__Work to do__:
Print exactly the lines from the line with "Two rules. Place a point on every instance of the sheer" to the last line of the data, please, both included.

__Records supplied__:
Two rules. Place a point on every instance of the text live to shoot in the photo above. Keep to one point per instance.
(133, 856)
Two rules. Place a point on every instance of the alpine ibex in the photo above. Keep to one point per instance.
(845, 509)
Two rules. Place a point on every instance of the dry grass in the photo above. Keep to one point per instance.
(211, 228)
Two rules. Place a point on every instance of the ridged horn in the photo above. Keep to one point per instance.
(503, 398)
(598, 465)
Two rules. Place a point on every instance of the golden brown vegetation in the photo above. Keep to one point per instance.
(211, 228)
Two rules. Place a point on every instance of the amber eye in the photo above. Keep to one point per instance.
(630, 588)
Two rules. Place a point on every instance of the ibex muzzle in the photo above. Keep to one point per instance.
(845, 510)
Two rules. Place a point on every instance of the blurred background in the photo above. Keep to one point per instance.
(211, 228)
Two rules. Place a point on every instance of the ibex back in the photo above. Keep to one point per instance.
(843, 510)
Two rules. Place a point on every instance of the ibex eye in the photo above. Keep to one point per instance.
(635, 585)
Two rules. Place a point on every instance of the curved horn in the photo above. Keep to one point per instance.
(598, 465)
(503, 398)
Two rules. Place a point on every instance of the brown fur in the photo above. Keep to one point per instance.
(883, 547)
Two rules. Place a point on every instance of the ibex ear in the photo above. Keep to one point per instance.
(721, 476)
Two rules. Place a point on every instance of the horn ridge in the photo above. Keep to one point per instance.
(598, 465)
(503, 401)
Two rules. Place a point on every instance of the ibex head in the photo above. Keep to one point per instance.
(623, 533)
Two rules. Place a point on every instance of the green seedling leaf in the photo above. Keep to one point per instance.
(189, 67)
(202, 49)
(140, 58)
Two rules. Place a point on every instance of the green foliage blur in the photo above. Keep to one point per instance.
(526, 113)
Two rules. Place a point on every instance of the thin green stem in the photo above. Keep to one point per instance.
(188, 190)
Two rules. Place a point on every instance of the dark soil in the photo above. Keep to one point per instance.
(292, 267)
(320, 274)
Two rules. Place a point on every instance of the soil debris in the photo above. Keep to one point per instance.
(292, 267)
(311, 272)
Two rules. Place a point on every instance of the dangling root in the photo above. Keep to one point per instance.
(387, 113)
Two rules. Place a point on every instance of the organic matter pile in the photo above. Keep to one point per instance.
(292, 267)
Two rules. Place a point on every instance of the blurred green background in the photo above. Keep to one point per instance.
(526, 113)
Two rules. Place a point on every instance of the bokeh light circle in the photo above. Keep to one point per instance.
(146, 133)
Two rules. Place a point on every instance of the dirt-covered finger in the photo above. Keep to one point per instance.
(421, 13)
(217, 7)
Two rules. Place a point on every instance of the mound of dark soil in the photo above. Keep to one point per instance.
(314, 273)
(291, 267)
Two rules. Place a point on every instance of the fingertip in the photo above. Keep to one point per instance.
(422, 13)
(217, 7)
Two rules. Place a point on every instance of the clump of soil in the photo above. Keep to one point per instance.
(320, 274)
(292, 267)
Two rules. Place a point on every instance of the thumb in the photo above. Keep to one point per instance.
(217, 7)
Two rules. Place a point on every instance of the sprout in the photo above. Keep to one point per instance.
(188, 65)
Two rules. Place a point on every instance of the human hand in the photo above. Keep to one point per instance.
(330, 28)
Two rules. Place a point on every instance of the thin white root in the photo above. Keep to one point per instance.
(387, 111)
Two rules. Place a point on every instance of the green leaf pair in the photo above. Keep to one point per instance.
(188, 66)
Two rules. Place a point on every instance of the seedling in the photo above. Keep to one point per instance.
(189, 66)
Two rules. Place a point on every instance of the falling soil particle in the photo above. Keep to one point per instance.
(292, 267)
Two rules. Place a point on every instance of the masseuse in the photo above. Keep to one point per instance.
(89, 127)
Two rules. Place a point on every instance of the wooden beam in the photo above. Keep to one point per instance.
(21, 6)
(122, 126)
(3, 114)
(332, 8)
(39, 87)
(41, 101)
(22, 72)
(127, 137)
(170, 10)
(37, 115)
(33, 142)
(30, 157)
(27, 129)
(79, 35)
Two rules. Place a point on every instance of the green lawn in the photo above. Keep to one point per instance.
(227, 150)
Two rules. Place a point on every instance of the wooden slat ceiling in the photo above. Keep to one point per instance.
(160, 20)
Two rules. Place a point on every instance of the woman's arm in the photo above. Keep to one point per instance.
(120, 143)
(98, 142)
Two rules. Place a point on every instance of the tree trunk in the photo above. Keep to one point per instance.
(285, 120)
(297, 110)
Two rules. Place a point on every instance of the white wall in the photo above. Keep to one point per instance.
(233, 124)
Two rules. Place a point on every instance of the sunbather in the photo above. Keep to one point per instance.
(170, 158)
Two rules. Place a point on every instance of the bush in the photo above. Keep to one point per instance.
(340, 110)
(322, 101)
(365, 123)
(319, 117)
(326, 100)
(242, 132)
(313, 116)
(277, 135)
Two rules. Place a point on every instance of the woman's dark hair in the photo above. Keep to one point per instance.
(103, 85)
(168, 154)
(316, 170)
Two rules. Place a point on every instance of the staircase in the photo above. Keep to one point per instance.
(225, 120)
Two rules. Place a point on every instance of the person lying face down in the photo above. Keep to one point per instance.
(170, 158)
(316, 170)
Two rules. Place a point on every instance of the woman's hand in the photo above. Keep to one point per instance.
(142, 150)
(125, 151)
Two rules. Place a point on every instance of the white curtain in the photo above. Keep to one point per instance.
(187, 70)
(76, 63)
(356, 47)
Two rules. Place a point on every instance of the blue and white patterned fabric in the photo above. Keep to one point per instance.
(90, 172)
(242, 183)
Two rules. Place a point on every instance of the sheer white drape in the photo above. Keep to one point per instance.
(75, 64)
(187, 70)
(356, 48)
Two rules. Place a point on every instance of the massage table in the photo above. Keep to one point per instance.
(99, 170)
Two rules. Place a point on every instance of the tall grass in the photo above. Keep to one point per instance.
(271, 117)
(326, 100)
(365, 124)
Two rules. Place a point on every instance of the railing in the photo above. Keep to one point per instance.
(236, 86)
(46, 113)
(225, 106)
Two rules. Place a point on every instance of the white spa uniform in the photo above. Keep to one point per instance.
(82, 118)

__Written answer__:
Two rules. Place a point on every instance of the sheer white drape in the photo above. Keep to one point per instance.
(75, 64)
(187, 70)
(356, 48)
Two rules. Place a point on every instance of the massage table in the photo above. Keep to one point per instance.
(99, 170)
Two rules. Place a point on every instance of the tall grass in the photo above. Keep to one point per instance.
(271, 117)
(326, 100)
(365, 124)
Two rules. Place a point on every instance of the railing in the photo above. Keep to one point per instance.
(236, 86)
(46, 113)
(225, 106)
Two rules. Place a point on every instance of the white spa uniform in the photo above. Keep to one point per instance.
(82, 118)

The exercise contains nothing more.